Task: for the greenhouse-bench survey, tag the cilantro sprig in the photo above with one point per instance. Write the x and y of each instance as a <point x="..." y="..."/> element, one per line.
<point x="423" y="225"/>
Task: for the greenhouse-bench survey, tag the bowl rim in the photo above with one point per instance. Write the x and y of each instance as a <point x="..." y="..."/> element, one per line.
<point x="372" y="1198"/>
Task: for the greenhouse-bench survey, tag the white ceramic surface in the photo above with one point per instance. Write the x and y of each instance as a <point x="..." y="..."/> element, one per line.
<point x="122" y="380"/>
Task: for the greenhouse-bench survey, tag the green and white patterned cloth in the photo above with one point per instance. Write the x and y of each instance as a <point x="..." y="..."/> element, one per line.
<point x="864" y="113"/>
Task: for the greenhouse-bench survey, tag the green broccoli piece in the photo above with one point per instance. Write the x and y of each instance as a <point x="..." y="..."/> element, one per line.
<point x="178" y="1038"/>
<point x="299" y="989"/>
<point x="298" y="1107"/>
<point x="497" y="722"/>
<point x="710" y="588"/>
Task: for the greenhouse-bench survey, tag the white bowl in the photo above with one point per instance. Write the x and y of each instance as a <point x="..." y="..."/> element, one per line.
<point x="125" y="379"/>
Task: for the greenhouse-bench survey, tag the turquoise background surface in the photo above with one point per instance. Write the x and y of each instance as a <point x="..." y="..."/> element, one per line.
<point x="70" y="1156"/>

# Task prompt:
Every entry that appears above should be duplicated exactly.

# Response:
Task: for the greenhouse-bench survey, tag the cilantro sprig in the photo above with one point per instance. Write the x and y of each instance as a <point x="..." y="..."/> element, one per line.
<point x="423" y="225"/>
Task: for the greenhouse-bench survey, tag the bowl rim in the photo above with one point per instance. Write the x and y of each instance as a <point x="..." y="..."/> element, one per line.
<point x="372" y="1198"/>
Task: for the greenhouse-bench survey, tag the white ceramic surface in the photo above with one point per instance. Write the x and y of each instance as a <point x="..." y="..."/> element, one per line.
<point x="122" y="380"/>
Task: for the greenhouse-bench survey, tag the green and white patterned cloth in the photo above with one point per instance. Write the x and y of each instance as a <point x="..." y="..."/> element, one per line.
<point x="864" y="113"/>
Task: for the greenhouse-bench survey, tag the green broccoli piece in the photo above with one point per instance. Write the x and y of each instance as a <point x="..." y="..."/> element, one per line.
<point x="178" y="1038"/>
<point x="299" y="989"/>
<point x="298" y="1107"/>
<point x="497" y="722"/>
<point x="710" y="588"/>
Task: for the greenhouse-bench survey, tag the white bowl in the photo above with one point per instance. Write the x and y of each instance as a <point x="..." y="..."/> element, one per line.
<point x="125" y="379"/>
Task: for the greenhouse-bench survey, tag the turquoise background surface in the photo above with one point per instance. Write the x and y of each instance as a <point x="..." y="..."/> element, one per line.
<point x="70" y="1156"/>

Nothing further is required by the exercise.